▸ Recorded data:
----------
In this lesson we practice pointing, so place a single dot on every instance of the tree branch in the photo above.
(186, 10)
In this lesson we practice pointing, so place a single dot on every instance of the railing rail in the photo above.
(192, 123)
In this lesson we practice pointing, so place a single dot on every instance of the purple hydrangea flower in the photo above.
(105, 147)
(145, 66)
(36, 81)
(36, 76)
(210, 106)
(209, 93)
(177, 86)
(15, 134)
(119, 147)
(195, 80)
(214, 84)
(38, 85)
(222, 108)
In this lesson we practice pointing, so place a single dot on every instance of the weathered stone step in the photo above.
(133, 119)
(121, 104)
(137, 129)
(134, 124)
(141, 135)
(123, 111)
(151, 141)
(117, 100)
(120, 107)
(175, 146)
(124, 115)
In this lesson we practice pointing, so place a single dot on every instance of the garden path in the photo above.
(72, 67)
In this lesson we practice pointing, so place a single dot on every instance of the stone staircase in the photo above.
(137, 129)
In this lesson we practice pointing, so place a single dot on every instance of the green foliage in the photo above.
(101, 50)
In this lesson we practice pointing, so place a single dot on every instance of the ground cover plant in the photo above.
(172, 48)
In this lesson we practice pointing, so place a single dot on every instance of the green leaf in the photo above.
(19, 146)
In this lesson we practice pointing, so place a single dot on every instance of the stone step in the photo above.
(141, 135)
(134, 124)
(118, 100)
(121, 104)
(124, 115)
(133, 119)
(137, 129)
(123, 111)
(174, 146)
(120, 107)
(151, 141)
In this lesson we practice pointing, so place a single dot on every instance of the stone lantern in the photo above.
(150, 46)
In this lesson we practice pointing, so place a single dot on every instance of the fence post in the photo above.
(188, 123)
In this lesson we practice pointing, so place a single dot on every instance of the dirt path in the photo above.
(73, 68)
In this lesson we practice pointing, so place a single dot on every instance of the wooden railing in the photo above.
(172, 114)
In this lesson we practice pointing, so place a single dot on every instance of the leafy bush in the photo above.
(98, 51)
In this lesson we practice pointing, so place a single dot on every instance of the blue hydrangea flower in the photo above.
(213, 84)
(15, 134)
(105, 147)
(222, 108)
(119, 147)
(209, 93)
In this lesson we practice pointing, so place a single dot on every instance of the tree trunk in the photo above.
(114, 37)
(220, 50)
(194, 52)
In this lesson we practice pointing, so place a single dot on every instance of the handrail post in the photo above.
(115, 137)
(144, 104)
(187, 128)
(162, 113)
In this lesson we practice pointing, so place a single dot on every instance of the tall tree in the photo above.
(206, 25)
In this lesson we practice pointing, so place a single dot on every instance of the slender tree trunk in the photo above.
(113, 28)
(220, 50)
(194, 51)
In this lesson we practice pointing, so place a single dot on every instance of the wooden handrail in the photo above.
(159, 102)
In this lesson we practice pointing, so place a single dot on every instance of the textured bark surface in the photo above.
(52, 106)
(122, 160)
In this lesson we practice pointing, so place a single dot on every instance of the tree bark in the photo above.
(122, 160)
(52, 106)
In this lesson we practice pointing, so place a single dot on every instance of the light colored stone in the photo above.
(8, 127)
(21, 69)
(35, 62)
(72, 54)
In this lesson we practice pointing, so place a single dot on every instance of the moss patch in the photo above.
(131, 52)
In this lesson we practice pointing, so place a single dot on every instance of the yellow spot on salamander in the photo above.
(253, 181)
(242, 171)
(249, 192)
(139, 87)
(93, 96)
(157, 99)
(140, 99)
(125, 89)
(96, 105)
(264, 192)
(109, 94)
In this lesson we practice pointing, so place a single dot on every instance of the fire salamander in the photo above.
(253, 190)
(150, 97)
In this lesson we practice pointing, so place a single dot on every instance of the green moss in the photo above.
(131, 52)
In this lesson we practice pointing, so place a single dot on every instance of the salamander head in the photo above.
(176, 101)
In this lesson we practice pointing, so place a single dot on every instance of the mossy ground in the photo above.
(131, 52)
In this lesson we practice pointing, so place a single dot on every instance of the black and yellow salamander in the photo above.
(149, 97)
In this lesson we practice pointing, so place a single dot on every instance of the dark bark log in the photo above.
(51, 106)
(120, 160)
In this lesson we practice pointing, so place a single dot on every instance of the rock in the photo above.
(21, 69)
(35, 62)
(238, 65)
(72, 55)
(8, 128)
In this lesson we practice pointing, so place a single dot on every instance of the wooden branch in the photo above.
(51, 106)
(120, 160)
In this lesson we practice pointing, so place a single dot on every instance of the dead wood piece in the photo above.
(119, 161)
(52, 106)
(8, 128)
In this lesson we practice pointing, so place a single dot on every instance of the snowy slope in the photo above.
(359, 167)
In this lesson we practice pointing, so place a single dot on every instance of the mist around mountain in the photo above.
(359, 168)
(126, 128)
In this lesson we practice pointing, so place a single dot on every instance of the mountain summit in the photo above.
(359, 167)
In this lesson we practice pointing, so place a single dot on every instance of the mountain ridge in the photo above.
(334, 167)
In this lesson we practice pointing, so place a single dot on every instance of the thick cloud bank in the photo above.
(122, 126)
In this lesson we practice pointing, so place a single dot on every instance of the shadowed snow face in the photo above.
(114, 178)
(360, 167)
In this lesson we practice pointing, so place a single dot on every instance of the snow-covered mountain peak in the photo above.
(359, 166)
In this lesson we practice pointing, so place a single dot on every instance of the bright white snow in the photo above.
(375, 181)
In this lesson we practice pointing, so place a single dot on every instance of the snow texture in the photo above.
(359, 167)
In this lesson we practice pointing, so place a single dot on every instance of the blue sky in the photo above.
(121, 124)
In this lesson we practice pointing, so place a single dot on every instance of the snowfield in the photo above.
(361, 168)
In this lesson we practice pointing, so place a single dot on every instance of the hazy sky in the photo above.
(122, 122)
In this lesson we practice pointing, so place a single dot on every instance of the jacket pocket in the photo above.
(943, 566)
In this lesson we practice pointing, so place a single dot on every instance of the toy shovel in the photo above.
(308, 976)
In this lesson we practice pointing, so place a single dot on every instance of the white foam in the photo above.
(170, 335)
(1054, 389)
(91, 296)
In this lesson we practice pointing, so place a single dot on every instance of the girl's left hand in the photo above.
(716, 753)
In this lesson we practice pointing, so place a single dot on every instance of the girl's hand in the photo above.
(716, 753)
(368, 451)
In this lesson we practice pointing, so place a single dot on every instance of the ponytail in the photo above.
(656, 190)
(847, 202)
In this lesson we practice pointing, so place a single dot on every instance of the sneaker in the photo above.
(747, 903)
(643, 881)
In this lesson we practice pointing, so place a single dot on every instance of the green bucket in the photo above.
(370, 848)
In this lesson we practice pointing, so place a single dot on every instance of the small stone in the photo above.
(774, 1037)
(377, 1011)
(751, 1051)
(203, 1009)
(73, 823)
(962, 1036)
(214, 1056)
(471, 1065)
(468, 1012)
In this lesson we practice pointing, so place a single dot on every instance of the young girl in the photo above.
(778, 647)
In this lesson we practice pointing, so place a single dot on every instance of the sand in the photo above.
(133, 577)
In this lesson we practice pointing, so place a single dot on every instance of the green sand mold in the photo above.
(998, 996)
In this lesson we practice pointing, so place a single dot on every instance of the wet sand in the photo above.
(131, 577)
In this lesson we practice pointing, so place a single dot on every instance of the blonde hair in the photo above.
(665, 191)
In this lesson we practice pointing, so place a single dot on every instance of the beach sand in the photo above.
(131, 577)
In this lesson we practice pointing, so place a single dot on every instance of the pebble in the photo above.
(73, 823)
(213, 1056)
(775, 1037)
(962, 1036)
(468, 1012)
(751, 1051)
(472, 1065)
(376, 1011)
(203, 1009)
----------
Transcribe word for word the lines from the one holding "the sand in the photo above." to the last line of the listing above, inclusive.

In this lesson we practice pointing, so place a single dot on every instance of the sand in the photo above.
(133, 577)
In this lesson we practice pointing, so place a single dot on every instance of the green sand mold in the photo above.
(998, 996)
In this lesson we practice pointing, so place a single dot on every instance of the wet sand in the photo above.
(131, 577)
In this lesson we practice pointing, so place a single dot on every instance of the blonde hair in the photo above.
(665, 191)
In this lesson we practice pointing, so place a single dot on every instance of the beach sand in the photo above.
(131, 577)
In this lesson we practice pointing, so place a single dot on every instance of the pebble in the photo above.
(73, 823)
(213, 1056)
(775, 1037)
(962, 1036)
(468, 1012)
(751, 1051)
(472, 1065)
(376, 1011)
(203, 1009)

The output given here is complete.